## Selected extract

*** Begin section ***

It’s C day. The first day of mums chemotherapy and as we walked through the ‘Cancer Treatment’ door my heart started pounding. Goodness me, but I never thought I would be walking my mum into hospital to have chemo. I keep reminding myself that she is cancer free, praise God, and this is just a preventative, or an insurance policy, as the therapists keep calling it. The last week has been intense leading up to today with mum freaking out and being anxious, which is understandable. As for me, I’ve on a couple of occasions this last week felt like someone had placed a 100kg dumbbell on my chest; I just couldn’t breathe properly for the life of me and at one point questioned if I was having a heart attack. And while I know I have occasional moments of ‘dramatic’, I legitimately thought I was having a heart attack at one point. To be on the safe side I’ve (grudgingly) cut back on coffee.
But sitting in the chemo ward watching my mum and numerous others get treatment and my heart is just hurting. That’s the only way I can explain it: my heart hurts. I’m here with mum but some are here alone, some with a buddy, some sleeping and some doing work. All have the same look and countenance but are trying their hardest to smile and be “okay”. Mum is overwhelmed with all the info they are giving her but she’s being a trooper and I’m madly taking notes every time the nurse so much as opens her mouth. They have given us a pack with information however I will say I’m impressed with their folder colour choice: purple. And yes, I’m a little obsessed with the colour and a folder colour is pretty unimportant in the grand scheme of things, but it made both mum and I smile. (My purple obsession comes from mamma dearest).

*** End section ***

## Problems to work on
A – The chemo-day entry describes the other people in the ward as falling into several groups, each introduced by "some." List all of them.
B – Transcribe the chemo-day entry word for word, starting at "It’s C day." and ending at "back on coffee.".
The listing that follows isn't needed for anything here.

## Supplied records
*** Begin section ***

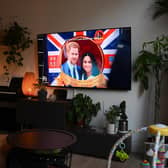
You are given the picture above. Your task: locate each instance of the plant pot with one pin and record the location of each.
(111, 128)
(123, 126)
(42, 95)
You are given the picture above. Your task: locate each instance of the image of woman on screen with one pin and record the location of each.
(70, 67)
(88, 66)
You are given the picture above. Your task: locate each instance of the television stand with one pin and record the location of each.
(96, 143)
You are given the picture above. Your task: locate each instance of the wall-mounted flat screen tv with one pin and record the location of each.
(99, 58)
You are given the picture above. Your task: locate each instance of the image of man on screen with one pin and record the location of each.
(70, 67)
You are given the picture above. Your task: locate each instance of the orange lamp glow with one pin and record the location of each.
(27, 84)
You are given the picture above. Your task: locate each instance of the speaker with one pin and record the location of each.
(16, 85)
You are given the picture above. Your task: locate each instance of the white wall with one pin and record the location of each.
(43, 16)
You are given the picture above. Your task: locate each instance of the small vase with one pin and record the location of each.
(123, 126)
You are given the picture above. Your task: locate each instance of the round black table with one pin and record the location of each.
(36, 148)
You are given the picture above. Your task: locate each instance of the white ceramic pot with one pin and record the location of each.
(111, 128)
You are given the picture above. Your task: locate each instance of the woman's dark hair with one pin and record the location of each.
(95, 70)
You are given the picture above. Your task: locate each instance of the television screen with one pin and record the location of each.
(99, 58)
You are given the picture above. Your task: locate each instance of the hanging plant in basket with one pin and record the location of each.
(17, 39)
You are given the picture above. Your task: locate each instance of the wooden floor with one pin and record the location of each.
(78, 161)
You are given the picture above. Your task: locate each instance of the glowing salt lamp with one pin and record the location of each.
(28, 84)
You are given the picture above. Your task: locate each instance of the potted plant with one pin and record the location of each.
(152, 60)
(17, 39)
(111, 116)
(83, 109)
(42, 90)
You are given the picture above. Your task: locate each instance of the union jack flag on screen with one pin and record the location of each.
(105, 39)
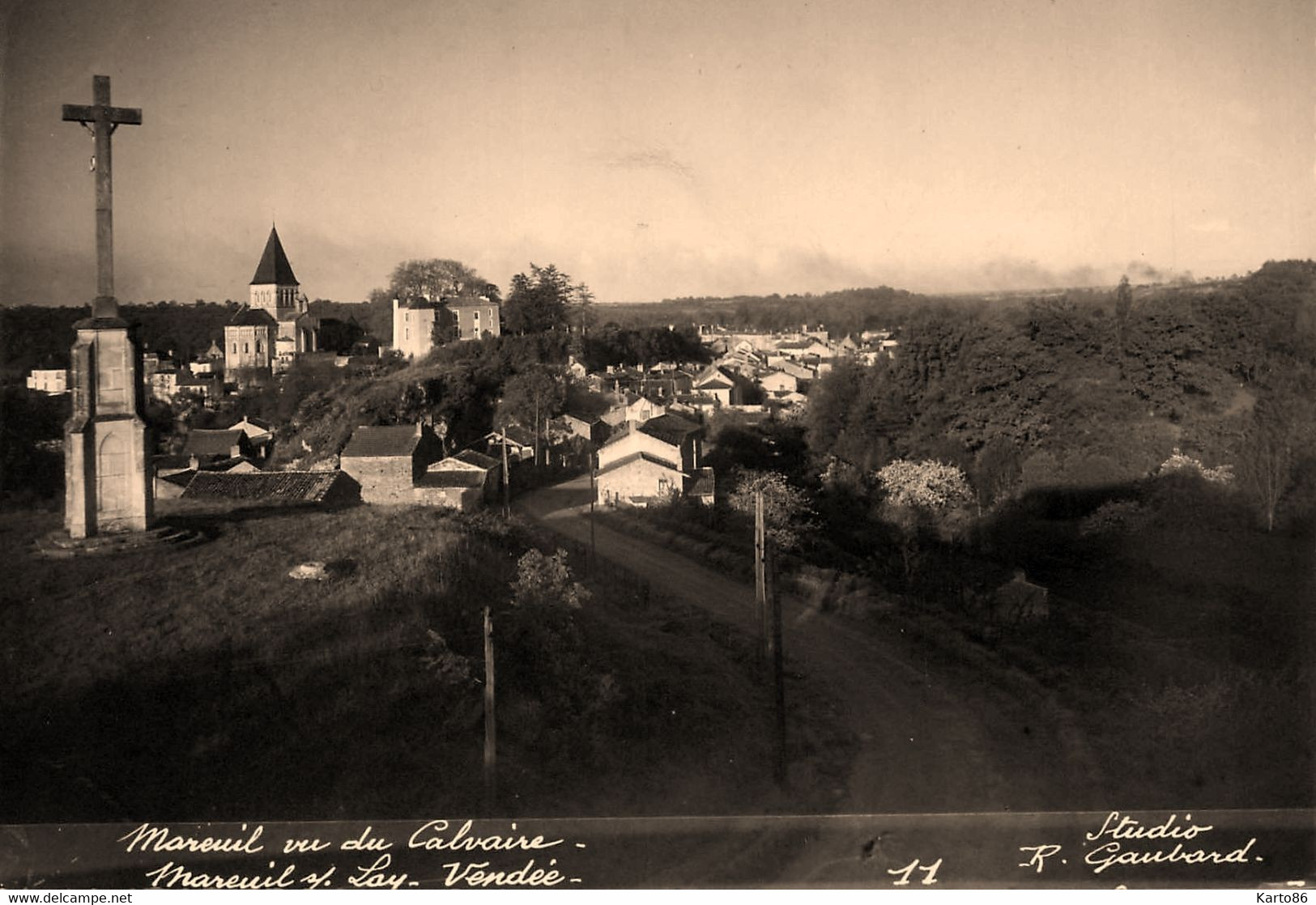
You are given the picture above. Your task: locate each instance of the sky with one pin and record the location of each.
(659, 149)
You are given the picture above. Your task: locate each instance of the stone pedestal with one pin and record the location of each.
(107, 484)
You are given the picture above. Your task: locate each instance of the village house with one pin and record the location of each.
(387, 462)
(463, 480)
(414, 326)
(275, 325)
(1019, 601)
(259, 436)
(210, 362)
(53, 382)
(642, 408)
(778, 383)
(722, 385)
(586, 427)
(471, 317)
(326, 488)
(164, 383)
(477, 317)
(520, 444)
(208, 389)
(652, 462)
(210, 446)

*** End section ***

## Answer set
A –
- here alone
- with a buddy
- sleeping
- doing work

B –
It’s C day. The first day of mums chemotherapy and as we walked through the ‘Cancer Treatment’ door my heart started pounding. Goodness me, but I never thought I would be walking my mum into hospital to have chemo. I keep reminding myself that she is cancer free, praise God, and this is just a preventative, or an insurance policy, as the therapists keep calling it. The last week has been intense leading up to today with mum freaking out and being anxious, which is understandable. As for me, I’ve on a couple of occasions this last week felt like someone had placed a 100kg dumbbell on my chest; I just couldn’t breathe properly for the life of me and at one point questioned if I was having a heart attack. And while I know I have occasional moments of ‘dramatic’, I legitimately thought I was having a heart attack at one point. To be on the safe side I’ve (grudgingly) cut back on coffee.